**RECORDS FOR THE EXERCISE**
start

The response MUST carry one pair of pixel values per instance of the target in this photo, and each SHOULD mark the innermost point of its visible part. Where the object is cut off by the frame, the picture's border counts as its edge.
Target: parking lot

end
start

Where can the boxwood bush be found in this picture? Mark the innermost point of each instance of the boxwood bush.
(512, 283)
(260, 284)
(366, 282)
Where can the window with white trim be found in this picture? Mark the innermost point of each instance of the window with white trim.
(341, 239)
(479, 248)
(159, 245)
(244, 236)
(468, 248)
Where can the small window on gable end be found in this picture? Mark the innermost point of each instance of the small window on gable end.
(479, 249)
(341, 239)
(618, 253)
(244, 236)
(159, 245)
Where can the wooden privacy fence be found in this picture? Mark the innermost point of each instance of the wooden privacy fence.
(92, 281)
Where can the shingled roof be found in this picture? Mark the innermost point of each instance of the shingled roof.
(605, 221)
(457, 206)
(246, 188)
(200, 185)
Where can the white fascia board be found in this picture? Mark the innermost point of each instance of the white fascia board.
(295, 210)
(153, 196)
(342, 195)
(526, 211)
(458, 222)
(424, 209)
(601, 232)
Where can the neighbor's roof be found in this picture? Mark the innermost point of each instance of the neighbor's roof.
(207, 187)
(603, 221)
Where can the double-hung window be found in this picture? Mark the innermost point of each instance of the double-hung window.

end
start

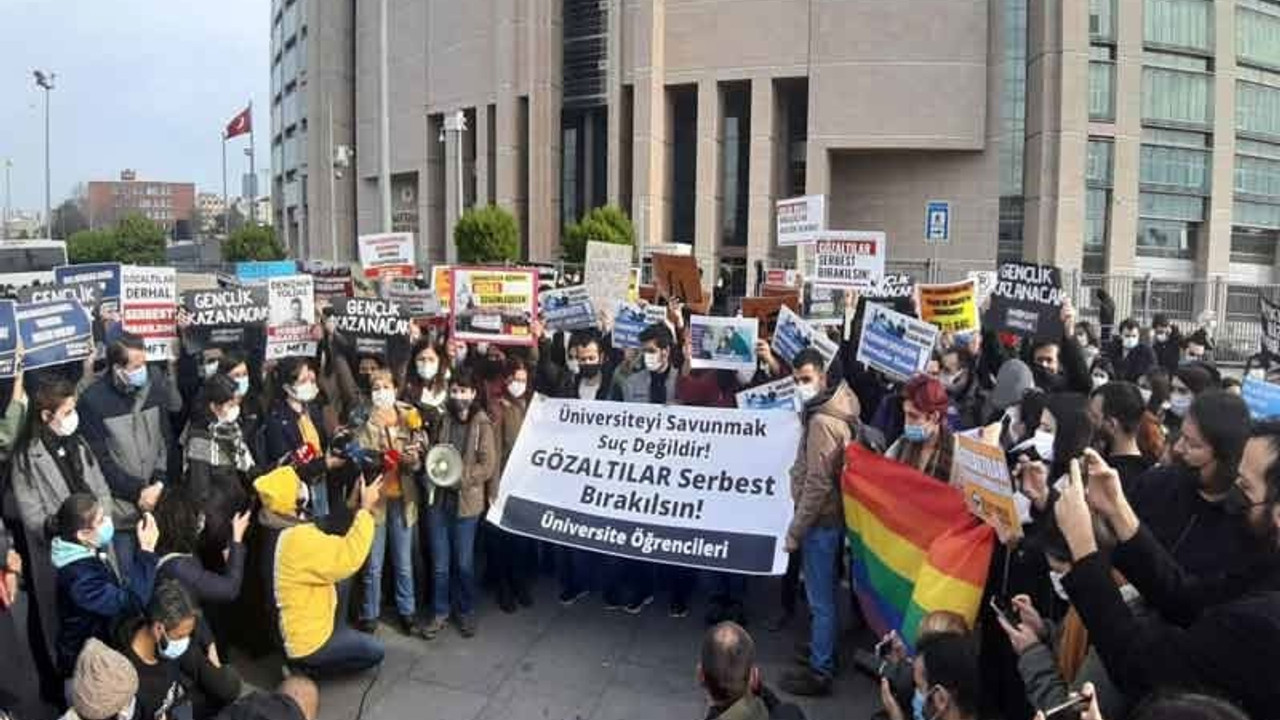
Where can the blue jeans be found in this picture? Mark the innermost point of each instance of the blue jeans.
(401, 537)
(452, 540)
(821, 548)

end

Report how many lines of the records contain the word "roof". Give only the number.

2